[Dataset entries]
*** Begin section ***
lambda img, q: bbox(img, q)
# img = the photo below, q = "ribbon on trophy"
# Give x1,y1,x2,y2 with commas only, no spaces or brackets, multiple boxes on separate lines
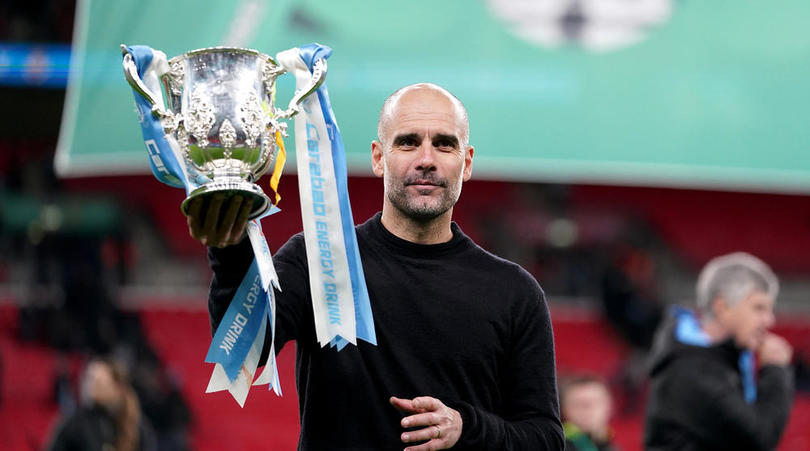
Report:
276,44,377,350
124,45,198,191
123,45,281,406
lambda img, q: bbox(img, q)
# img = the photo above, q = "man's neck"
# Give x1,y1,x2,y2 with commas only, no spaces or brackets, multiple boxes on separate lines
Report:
701,317,729,343
380,205,454,244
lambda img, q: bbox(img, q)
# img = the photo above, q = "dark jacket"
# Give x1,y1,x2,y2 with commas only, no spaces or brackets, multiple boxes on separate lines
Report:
46,404,156,451
644,310,793,451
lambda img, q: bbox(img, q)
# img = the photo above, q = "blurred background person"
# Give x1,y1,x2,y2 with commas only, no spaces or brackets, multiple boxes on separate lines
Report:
45,357,156,451
561,374,620,451
645,252,794,450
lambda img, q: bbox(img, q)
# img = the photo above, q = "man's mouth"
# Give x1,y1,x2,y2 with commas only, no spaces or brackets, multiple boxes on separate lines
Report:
405,178,445,189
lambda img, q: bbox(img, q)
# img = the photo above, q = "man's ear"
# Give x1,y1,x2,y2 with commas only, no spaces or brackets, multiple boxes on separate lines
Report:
462,146,474,182
712,297,730,319
371,141,384,178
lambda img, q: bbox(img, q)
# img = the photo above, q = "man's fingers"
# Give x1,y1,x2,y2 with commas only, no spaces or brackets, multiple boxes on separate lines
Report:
401,412,439,429
201,194,225,245
759,333,794,365
217,195,244,247
391,396,443,415
390,396,415,413
392,395,461,450
412,396,441,412
402,427,443,447
229,197,254,244
186,197,205,239
186,194,256,247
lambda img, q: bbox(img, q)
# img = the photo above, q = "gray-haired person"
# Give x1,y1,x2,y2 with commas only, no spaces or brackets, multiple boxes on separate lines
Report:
645,252,794,451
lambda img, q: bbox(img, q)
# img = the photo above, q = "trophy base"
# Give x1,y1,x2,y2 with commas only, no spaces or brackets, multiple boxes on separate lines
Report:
181,179,271,221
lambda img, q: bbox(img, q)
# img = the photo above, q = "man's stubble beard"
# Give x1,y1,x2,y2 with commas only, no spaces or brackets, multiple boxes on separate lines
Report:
385,171,463,222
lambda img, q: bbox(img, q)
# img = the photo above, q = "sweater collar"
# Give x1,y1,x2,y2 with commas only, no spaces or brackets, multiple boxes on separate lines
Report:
361,212,469,257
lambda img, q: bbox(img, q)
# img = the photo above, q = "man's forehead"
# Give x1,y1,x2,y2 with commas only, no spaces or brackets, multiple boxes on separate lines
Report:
378,83,470,145
748,291,775,304
388,92,463,131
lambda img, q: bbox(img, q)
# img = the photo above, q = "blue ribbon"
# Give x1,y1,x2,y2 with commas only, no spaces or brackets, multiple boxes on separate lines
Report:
298,44,377,350
205,260,268,382
124,45,187,190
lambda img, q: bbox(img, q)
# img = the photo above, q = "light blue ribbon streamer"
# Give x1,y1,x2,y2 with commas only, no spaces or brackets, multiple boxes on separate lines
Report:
125,45,188,191
205,260,267,382
298,44,377,350
673,307,757,403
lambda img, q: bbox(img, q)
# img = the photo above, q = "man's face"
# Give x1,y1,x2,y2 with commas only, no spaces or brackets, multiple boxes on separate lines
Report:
83,361,121,408
562,382,611,436
371,89,473,221
716,290,776,350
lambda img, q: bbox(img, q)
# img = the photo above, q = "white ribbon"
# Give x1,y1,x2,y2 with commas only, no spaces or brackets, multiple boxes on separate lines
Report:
276,49,358,347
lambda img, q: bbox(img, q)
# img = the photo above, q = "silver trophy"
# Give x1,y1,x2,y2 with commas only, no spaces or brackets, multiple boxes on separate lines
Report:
122,46,326,218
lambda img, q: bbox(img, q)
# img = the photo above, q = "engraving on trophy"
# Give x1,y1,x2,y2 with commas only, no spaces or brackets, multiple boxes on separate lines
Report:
240,92,265,147
219,119,237,155
186,86,216,148
167,61,185,96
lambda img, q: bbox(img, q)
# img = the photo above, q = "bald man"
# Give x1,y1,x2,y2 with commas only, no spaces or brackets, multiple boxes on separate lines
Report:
189,83,563,450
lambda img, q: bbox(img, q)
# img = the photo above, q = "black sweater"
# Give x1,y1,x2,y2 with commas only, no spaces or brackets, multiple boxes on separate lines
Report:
644,314,793,451
209,213,564,450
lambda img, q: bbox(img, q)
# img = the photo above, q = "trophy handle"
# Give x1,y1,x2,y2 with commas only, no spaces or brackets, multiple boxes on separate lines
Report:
121,45,173,121
275,58,327,119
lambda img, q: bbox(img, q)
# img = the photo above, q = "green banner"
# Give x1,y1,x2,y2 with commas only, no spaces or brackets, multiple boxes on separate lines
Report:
56,0,810,193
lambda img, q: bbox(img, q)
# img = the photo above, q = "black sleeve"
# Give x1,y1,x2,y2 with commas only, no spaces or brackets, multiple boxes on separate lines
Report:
667,358,794,451
450,282,565,450
270,234,316,350
208,238,254,335
208,234,314,355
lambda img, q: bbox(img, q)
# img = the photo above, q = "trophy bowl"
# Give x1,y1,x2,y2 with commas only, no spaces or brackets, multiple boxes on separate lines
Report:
123,45,326,219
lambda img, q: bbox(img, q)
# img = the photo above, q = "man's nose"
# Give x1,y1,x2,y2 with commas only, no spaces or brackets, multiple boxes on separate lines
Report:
415,141,436,171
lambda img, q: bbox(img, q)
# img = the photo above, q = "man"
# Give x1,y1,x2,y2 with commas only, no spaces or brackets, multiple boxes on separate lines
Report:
188,83,564,450
560,375,619,451
644,252,794,451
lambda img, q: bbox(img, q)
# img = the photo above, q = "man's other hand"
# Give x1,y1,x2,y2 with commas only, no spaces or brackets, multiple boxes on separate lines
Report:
390,395,462,451
758,333,793,367
186,194,253,248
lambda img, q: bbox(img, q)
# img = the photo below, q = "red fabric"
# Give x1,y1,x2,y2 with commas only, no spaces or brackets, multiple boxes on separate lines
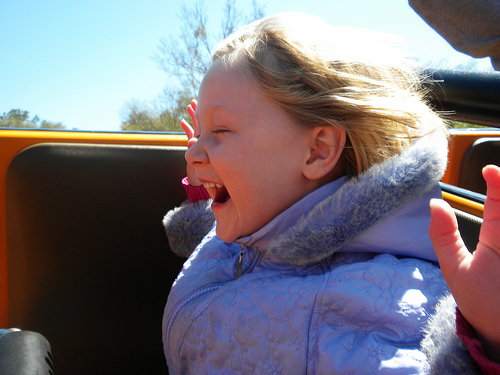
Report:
182,177,211,203
456,308,500,374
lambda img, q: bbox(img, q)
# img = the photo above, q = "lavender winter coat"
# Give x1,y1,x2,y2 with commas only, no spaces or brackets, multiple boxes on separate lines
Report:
162,125,481,374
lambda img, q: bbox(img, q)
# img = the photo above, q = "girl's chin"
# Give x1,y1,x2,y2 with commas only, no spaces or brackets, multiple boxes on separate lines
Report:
212,208,238,243
215,226,238,243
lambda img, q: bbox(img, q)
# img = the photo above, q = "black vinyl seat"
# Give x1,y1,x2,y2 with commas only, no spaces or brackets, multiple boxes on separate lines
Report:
6,143,188,375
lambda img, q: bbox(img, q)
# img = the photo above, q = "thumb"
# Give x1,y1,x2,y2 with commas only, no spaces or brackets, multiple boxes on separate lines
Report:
429,198,470,282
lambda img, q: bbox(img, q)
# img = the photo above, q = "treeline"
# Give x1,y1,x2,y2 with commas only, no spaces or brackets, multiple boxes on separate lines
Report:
120,92,192,132
120,106,183,132
1,109,66,129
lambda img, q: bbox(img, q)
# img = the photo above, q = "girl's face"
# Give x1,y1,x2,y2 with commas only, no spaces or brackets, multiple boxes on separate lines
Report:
186,60,320,243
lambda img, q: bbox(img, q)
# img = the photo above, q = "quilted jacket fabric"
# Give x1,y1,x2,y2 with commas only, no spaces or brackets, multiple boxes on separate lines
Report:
163,124,481,374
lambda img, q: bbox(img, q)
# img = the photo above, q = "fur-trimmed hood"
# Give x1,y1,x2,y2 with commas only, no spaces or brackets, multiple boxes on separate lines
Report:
236,125,449,265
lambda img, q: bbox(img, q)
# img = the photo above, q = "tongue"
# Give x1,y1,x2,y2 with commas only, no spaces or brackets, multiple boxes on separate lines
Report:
214,186,230,203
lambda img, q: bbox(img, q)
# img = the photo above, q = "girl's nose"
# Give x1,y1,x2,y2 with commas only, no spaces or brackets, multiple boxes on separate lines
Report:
185,137,208,167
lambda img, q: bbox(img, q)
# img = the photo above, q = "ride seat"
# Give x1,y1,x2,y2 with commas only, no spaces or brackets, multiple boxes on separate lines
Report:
6,143,187,375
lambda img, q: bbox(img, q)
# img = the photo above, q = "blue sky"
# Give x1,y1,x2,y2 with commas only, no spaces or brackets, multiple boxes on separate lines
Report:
1,0,494,131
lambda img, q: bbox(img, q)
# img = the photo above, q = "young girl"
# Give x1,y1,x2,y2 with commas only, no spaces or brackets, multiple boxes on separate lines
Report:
163,13,500,374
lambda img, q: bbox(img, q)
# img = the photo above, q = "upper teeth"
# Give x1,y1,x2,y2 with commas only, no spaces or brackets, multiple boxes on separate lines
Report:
203,182,223,189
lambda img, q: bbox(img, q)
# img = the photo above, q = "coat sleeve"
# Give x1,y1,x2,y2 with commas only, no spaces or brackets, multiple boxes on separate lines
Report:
163,199,215,258
421,293,482,374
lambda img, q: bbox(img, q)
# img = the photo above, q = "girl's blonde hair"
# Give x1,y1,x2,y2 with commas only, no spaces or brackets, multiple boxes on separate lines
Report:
212,13,447,177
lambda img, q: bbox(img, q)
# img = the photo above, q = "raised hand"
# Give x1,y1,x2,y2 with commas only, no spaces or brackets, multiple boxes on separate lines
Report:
429,164,500,363
180,100,202,186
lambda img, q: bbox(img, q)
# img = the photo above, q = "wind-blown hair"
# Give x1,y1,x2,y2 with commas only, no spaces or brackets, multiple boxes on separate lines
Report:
212,13,447,177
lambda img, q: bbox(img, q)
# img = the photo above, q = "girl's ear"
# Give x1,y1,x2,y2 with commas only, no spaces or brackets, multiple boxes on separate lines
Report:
303,126,346,181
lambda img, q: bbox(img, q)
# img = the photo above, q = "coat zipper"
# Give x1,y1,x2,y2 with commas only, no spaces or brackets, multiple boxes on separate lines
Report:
234,246,248,280
165,283,222,359
167,245,248,350
166,246,259,362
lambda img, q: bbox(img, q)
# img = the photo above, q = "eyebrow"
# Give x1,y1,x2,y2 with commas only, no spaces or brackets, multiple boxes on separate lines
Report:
197,105,237,125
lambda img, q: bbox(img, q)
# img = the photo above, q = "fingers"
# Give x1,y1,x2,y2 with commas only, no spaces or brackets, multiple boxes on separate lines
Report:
429,164,500,268
181,99,199,148
181,119,194,139
479,165,500,253
189,99,197,113
429,198,469,280
188,99,198,135
482,165,500,220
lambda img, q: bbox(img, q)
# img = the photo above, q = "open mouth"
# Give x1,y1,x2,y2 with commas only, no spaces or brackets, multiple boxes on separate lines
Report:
202,183,230,203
*** End section ***
__EXERCISE DIRECTIONS__
Locate the word "sleeve" in the data above. Copy every line carrying it.

__ANSWER SECTION__
# img = the photo above, q = "black sleeve"
# img = the photo above, q = "coat sleeve"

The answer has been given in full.